Text block ->
··········

Help debugging HTM.java for anomaly detection

cogmission · July 25, 2016, 2:14pm

This exception is caused by the incorrect path to the configuration node:

JsonNode modelParams = params.path("modelConfig").path("modelParams");

Exception in thread "main" java.lang.IllegalArgumentException: Cannot initialize this Sensor's MultiEncoder with a null settings
	at org.numenta.nupic.network.sensor.HTMSensor.initEncoders(HTMSensor.java:641)
	at org.numenta.nupic.network.sensor.HTMSensor.initEncoder(HTMSensor.java:600)
	at org.numenta.nupic.network.Network.setSensor(Network.java:791)
	at org.numenta.nupic.network.Region.setNetwork(Region.java:164)
	at org.numenta.nupic.network.Network.add(Network.java:723)
	at nab.detectors.htmjava.HTMModel.<init>(HTMModel.java:57)
	at nab.detectors.htmjava.HTMModel.main(HTMModel.java:346)

··········

Given problem A ->
In the anomaly detection forum post, rewrite the part that opens with the words containing "cogmission · July" and closes with "at nab.detectors.htmjava.HTMModel.main(HTMModel.java:346)", changing "incorrect" to "wrong".
Given problem B ->
According to the anomaly detection forum post, what causes the exception?
Given problem C ->
List every distinct source file named in the stack trace of the anomaly detection forum post.
Use only the forum post above to answer.

Listing ->
··········

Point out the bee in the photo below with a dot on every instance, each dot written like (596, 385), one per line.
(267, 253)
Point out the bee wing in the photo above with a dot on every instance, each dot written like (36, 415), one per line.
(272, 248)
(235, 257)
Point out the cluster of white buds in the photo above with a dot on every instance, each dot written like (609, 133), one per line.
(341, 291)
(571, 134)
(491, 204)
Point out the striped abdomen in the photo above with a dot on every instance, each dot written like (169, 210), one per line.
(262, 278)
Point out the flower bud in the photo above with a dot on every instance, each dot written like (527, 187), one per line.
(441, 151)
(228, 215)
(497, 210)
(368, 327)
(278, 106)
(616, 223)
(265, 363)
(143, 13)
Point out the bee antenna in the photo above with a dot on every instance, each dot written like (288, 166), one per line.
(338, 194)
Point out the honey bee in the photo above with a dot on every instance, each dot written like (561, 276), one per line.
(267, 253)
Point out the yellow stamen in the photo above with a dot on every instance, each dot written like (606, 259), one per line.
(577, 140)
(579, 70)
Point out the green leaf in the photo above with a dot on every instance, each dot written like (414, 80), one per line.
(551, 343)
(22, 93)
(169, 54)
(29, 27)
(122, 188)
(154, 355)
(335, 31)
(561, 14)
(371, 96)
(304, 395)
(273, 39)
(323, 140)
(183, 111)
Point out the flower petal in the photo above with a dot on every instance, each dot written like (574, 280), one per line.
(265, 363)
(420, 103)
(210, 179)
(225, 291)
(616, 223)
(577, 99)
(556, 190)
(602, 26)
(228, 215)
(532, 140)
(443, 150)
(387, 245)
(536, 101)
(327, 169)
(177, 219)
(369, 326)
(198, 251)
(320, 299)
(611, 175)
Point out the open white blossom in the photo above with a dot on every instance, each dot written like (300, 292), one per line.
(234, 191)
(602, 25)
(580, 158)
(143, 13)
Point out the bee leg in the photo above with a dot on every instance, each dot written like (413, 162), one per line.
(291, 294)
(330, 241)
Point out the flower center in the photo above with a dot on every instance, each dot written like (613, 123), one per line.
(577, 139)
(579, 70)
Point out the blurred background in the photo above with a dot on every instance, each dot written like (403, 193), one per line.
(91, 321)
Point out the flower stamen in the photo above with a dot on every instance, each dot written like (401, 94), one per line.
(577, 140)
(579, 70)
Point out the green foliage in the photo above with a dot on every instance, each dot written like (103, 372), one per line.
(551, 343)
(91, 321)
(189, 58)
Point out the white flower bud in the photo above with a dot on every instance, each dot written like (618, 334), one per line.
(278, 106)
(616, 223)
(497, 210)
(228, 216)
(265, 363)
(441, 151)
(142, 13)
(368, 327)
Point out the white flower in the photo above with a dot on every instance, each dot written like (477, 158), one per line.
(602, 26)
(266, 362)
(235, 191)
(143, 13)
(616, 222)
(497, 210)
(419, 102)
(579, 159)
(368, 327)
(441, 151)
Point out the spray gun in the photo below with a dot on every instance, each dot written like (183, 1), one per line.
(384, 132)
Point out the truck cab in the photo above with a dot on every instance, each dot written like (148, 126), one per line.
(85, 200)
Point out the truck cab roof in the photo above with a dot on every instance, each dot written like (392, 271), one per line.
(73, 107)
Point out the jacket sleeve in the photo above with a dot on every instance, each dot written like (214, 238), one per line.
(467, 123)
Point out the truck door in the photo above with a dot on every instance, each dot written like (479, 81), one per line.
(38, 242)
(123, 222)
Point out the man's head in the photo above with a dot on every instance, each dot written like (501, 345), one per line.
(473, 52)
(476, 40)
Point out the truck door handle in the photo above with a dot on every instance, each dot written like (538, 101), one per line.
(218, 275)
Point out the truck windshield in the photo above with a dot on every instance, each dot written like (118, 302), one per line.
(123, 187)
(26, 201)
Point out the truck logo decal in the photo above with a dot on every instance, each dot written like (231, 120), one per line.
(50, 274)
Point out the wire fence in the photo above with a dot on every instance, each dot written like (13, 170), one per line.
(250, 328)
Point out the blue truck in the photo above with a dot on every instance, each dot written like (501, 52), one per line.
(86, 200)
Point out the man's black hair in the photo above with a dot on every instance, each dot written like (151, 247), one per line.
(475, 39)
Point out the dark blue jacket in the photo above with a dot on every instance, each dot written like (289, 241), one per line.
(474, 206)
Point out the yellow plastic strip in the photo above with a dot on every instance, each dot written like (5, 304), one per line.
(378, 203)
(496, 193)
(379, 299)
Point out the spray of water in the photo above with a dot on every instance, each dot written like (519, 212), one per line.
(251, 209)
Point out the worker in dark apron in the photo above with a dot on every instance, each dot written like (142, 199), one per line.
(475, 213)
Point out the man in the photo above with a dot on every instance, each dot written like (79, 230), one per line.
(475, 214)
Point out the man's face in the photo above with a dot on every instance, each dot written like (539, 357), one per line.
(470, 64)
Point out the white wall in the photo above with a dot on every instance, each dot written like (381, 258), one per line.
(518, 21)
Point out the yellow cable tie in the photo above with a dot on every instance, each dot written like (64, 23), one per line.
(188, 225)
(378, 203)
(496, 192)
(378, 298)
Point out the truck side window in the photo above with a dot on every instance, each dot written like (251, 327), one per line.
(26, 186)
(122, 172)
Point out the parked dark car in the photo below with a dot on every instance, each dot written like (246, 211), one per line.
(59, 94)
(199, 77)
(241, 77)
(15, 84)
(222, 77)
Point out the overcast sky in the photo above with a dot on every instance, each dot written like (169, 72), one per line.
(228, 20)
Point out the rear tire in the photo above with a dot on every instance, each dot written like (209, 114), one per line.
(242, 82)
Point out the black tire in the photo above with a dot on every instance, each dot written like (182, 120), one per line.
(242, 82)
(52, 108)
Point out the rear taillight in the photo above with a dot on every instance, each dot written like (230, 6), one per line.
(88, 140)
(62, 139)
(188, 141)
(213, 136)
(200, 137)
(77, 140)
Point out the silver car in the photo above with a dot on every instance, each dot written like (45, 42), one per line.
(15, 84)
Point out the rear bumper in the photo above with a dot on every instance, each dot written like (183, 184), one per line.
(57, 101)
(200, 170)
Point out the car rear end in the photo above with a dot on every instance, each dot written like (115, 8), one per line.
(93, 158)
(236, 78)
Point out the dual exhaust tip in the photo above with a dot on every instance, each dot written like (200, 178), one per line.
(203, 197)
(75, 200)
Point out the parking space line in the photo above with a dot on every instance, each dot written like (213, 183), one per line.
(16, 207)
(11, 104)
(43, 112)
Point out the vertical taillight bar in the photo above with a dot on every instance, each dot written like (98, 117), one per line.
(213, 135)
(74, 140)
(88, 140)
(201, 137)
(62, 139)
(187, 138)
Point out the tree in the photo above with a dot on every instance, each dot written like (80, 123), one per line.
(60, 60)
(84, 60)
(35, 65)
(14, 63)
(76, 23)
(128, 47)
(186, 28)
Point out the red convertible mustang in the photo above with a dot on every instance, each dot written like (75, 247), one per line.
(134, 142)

··········

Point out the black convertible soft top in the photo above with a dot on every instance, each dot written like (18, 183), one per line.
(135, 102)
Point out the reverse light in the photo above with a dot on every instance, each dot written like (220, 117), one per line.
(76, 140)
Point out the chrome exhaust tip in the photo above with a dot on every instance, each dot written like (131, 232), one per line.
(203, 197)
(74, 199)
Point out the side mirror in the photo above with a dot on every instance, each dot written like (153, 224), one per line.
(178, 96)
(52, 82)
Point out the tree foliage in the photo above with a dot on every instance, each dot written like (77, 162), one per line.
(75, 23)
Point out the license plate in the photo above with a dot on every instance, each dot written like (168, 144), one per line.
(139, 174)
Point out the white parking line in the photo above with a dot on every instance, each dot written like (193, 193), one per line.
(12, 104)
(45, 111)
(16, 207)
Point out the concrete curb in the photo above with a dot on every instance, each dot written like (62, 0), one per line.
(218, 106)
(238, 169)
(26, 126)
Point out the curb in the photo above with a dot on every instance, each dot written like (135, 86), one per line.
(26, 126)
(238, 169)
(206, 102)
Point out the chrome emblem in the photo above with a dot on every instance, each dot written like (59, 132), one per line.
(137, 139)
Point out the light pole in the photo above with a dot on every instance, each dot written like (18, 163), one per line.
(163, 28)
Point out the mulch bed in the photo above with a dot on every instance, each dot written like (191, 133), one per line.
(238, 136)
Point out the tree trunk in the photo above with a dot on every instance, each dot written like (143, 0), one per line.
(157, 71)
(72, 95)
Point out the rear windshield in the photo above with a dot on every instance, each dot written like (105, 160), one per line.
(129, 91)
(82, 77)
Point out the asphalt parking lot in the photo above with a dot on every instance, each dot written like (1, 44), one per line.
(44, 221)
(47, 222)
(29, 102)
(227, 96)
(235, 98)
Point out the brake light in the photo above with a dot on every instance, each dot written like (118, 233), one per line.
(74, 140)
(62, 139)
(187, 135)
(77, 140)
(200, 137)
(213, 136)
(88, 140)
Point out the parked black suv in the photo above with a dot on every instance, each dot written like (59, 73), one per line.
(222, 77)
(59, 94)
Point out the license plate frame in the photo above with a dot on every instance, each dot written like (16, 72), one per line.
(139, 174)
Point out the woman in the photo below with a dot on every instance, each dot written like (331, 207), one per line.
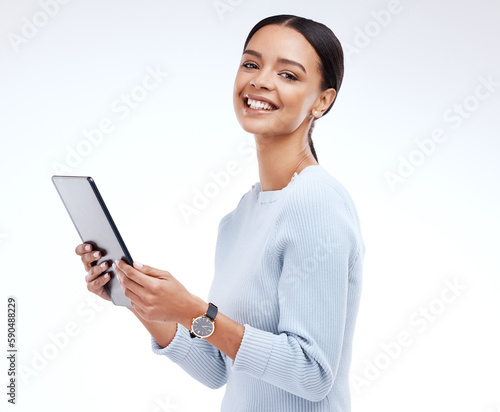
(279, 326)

··········

Full solution A ->
cogmission · July 25, 2016, 2:14pm

This exception is caused by the wrong path to the configuration node:

JsonNode modelParams = params.path("modelConfig").path("modelParams");

Exception in thread "main" java.lang.IllegalArgumentException: Cannot initialize this Sensor's MultiEncoder with a null settings
	at org.numenta.nupic.network.sensor.HTMSensor.initEncoders(HTMSensor.java:641)
	at org.numenta.nupic.network.sensor.HTMSensor.initEncoder(HTMSensor.java:600)
	at org.numenta.nupic.network.Network.setSensor(Network.java:791)
	at org.numenta.nupic.network.Region.setNetwork(Region.java:164)
	at org.numenta.nupic.network.Network.add(Network.java:723)
	at nab.detectors.htmjava.HTMModel.<init>(HTMModel.java:57)
	at nab.detectors.htmjava.HTMModel.main(HTMModel.java:346)

Full solution B ->
The incorrect path to the configuration node.

Full solution C ->
HTMSensor.java, Network.java, Region.java, HTMModel.java